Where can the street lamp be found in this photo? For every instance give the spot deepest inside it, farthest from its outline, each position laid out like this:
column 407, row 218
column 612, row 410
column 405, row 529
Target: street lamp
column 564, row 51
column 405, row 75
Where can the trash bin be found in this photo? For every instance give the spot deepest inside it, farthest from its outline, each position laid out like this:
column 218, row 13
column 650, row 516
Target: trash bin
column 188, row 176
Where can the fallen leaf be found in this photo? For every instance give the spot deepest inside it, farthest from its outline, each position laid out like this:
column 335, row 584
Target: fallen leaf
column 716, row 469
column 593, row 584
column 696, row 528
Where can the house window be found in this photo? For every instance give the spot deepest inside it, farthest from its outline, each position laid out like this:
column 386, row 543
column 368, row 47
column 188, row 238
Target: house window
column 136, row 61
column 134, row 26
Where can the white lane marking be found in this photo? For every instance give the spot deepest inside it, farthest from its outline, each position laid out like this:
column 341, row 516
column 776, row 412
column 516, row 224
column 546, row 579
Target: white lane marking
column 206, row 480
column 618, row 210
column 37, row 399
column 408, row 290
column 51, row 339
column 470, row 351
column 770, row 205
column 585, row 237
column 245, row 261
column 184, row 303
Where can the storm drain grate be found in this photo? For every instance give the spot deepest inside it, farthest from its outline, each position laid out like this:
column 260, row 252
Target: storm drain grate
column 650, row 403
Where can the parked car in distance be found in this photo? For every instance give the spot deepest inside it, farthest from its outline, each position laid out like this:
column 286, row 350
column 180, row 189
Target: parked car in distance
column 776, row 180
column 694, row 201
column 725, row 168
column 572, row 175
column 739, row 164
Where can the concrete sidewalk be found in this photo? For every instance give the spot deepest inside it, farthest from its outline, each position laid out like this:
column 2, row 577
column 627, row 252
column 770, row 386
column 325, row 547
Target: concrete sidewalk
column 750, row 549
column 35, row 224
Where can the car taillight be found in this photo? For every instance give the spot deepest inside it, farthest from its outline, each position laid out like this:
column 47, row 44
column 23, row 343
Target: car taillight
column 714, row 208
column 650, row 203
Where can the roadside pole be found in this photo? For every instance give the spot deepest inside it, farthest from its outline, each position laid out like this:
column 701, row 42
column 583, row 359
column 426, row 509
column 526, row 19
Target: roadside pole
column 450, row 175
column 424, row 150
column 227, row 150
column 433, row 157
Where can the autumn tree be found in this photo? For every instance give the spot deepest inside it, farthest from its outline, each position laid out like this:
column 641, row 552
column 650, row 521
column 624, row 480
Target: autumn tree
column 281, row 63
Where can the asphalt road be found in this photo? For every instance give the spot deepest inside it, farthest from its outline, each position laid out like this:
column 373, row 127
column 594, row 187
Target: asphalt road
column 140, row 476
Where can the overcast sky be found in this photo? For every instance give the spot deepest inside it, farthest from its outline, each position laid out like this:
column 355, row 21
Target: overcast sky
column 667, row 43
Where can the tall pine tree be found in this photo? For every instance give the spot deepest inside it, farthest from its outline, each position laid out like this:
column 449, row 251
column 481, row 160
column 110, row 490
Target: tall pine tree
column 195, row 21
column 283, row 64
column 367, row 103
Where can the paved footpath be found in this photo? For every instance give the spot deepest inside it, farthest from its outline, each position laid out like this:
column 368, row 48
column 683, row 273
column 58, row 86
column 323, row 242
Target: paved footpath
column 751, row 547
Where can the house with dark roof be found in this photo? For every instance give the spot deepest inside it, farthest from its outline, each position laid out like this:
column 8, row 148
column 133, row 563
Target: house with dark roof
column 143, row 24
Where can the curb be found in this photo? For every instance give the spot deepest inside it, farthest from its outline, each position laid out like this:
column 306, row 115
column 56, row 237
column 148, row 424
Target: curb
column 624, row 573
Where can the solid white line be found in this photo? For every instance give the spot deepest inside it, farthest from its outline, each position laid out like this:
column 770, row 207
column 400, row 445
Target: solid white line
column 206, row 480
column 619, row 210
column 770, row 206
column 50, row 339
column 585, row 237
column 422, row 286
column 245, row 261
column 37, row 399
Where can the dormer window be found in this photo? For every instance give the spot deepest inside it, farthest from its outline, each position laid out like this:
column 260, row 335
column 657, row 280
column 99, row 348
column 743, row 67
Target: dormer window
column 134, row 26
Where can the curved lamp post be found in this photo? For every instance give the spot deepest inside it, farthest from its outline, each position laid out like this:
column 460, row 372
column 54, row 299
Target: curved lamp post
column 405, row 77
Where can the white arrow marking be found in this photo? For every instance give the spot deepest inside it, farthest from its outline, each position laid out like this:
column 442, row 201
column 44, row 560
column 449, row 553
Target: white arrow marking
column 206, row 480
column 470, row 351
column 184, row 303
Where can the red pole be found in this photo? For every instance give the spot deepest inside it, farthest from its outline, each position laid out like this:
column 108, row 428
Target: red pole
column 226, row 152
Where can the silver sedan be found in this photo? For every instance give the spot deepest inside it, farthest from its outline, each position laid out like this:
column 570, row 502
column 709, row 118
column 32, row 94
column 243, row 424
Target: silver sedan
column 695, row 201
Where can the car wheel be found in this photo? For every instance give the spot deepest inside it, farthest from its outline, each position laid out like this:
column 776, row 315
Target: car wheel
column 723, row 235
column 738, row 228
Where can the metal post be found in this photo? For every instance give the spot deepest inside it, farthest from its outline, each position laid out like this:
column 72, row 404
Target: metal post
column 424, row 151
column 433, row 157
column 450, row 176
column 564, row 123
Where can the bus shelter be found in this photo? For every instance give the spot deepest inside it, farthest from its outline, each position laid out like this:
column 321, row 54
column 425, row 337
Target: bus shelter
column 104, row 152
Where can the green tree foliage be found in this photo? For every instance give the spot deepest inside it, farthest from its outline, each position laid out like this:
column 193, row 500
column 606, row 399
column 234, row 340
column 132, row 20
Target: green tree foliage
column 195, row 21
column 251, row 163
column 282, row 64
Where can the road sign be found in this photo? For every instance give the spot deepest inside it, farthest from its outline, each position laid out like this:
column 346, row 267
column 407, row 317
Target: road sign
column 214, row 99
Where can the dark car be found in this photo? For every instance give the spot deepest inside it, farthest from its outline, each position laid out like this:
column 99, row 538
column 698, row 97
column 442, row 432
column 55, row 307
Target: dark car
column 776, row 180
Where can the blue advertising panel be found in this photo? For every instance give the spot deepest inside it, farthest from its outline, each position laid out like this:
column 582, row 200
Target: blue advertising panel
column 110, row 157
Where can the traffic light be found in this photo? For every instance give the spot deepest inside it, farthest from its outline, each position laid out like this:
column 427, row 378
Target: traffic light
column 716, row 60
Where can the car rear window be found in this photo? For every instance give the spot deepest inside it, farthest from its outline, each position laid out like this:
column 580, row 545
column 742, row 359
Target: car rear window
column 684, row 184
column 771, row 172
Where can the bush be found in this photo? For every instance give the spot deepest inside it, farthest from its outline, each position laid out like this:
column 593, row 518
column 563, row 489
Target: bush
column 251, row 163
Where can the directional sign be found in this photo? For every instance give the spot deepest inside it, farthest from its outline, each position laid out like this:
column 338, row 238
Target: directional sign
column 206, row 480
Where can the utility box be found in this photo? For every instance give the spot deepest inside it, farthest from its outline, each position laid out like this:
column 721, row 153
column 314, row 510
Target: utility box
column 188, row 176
------------------------------------------------------------------------
| WHAT YOU HAVE TO DO |
Return the lines from the one containing "Where can the dark" through the one containing "column 716, row 60", both included, copied with no changes to their text.

| REPLY |
Where can the dark car be found in this photo? For every instance give the spot deepest inside it, farthest from its outline, each position laid out like this:
column 99, row 538
column 698, row 97
column 442, row 432
column 55, row 307
Target: dark car
column 776, row 180
Where can the blue advertising panel be found in this photo? For every instance give the spot deepest inside it, farthest from its outline, each position laid out like this:
column 582, row 200
Target: blue advertising panel
column 110, row 157
Where can the traffic light be found in this photo? For every instance give the spot deepest inside it, farthest from its outline, each position laid out like this:
column 427, row 378
Target: traffic light
column 716, row 60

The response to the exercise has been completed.